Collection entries
_ _ _ _ _

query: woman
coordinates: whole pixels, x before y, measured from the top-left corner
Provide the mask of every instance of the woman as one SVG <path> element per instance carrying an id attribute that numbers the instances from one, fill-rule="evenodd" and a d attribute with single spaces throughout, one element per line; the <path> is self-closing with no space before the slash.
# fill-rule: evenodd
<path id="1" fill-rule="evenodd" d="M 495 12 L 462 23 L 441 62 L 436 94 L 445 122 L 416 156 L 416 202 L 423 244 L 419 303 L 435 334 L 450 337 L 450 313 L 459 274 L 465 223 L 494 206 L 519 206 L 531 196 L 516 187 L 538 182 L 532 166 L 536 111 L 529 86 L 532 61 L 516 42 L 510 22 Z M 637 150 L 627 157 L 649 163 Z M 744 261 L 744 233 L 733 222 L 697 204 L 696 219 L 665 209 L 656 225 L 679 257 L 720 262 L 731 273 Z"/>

_ _ _ _ _

**Given request:** Rewrite the rows above, changing "woman" to "person" and keeping everything else the same.

**Written response:**
query: person
coordinates: whole pixels, x before y, measured from the top-left corner
Provide the mask of every instance of the person as one SVG <path> element per instance carrying an id attribute that numbers the instances from one, fill-rule="evenodd" and a d attribute with single spaces throughout, one element per line; the <path> is self-closing with no space before the slash.
# fill-rule: evenodd
<path id="1" fill-rule="evenodd" d="M 495 12 L 462 23 L 441 62 L 436 94 L 445 122 L 416 156 L 416 202 L 423 244 L 419 303 L 435 334 L 450 337 L 450 313 L 459 274 L 465 223 L 494 206 L 519 206 L 531 196 L 516 187 L 538 182 L 532 166 L 536 111 L 529 86 L 532 61 L 516 42 L 510 22 Z M 637 150 L 627 157 L 649 163 Z M 744 261 L 744 233 L 733 222 L 697 204 L 696 219 L 665 209 L 656 225 L 679 257 L 720 262 L 731 273 Z"/>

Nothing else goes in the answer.